→ **INSTRUCTION**
Look for the line containing "of the shirt" in the listing below. Retype that line and every subsequent line through the last one, and only those.

··· SOURCE MATERIAL ···

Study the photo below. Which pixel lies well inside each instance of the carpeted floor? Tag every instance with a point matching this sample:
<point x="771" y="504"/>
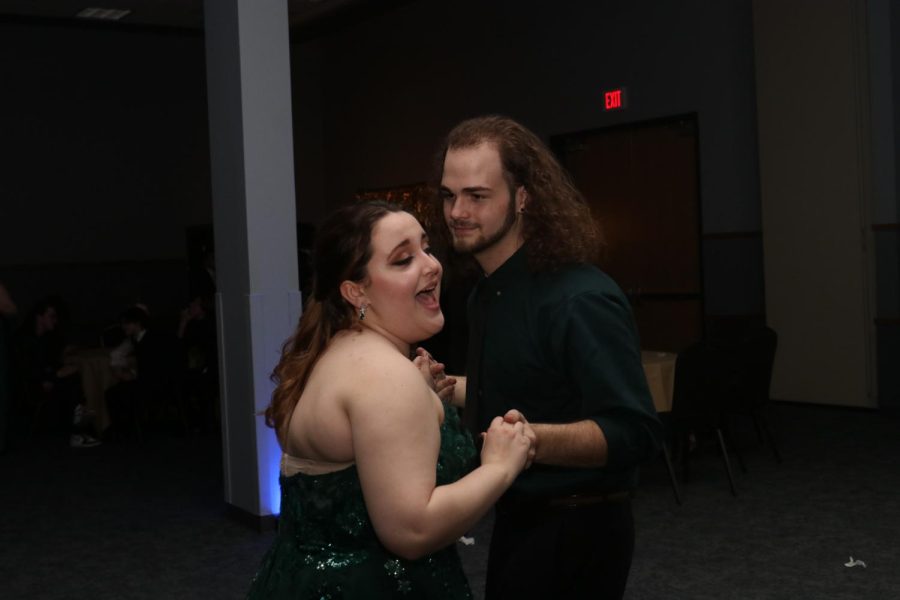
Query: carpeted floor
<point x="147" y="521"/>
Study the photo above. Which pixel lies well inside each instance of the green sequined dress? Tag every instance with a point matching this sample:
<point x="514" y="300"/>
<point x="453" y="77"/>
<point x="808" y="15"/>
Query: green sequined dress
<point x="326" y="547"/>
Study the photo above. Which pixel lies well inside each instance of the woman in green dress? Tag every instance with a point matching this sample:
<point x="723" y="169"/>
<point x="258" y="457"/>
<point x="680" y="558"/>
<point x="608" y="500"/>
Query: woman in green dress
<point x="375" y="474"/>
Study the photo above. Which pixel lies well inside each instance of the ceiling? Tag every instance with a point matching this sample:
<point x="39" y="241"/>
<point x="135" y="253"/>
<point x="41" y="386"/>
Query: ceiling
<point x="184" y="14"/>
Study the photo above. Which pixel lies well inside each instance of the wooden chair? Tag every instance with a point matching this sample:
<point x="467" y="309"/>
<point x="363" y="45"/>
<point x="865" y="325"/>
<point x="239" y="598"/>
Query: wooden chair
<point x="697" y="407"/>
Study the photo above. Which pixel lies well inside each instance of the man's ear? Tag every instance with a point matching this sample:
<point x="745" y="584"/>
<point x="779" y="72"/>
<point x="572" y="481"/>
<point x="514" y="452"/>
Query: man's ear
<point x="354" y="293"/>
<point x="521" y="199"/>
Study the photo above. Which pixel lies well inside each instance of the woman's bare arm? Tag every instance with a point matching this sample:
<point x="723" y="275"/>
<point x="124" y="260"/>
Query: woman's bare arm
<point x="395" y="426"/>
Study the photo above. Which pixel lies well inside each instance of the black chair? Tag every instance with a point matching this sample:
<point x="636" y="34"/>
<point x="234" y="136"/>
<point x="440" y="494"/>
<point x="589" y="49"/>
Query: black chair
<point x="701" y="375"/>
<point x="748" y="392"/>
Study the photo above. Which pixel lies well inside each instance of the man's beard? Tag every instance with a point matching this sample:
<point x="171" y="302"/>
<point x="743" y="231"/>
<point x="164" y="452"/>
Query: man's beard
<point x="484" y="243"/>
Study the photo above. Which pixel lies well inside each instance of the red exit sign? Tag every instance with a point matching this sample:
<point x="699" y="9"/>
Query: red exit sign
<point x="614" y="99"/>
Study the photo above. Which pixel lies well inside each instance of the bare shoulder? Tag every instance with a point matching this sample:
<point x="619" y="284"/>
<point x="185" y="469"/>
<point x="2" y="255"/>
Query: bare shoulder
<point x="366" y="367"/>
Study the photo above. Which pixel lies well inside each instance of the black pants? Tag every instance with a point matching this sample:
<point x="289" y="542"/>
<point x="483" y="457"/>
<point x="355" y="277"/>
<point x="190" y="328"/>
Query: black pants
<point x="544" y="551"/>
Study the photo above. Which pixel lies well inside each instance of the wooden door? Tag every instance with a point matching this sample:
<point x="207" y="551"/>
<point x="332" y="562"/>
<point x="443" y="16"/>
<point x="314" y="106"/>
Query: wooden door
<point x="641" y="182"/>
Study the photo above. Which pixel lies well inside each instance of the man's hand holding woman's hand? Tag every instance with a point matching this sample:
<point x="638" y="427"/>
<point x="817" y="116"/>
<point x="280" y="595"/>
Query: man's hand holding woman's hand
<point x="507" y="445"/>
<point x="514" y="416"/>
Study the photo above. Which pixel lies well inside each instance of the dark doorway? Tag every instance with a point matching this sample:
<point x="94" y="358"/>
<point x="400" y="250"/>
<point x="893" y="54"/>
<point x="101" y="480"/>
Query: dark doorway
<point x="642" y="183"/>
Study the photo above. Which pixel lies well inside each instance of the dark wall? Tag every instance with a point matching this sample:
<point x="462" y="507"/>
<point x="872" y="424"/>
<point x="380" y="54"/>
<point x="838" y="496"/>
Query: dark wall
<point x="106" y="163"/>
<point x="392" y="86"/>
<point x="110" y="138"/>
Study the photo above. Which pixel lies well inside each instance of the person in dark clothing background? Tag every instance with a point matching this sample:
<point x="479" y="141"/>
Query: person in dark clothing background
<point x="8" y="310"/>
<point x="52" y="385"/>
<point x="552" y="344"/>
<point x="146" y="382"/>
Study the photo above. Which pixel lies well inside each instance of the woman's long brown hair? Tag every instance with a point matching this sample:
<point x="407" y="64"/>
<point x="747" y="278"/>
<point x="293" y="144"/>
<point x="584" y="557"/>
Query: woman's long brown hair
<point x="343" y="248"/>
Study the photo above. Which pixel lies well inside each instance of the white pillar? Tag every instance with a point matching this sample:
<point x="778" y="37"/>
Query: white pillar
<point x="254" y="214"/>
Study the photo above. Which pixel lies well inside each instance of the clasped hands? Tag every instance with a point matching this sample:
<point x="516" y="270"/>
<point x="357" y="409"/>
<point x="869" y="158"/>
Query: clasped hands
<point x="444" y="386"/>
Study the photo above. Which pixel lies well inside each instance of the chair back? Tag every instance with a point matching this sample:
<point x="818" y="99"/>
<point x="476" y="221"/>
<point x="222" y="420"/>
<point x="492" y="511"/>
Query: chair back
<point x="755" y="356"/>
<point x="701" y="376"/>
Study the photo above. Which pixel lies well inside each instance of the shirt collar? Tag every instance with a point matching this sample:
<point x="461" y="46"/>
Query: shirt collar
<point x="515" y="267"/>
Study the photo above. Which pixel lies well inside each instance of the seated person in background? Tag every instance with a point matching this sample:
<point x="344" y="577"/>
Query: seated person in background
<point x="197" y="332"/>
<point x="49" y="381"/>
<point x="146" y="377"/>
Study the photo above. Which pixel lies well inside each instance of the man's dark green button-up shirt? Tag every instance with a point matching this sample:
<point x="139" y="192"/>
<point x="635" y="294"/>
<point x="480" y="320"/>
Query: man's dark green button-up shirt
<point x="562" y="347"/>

···

→ **ANSWER**
Study the photo above. Which pixel lies well inside each instance of the shirt collar? Tag every instance with a point matching this sample:
<point x="461" y="46"/>
Query: shirt collar
<point x="515" y="267"/>
Study the photo above. Which pixel lies well inside each instance of the seated person in background? Tag every instance with a point matching this sample:
<point x="344" y="577"/>
Query: seated person in background
<point x="197" y="332"/>
<point x="49" y="381"/>
<point x="146" y="377"/>
Study the photo above. Which pixel lies well inside each instance of the man's dark green button-up shirt? Tag every instance with a point matching this sample:
<point x="139" y="192"/>
<point x="635" y="294"/>
<point x="480" y="320"/>
Query: man's dark green button-up shirt
<point x="562" y="347"/>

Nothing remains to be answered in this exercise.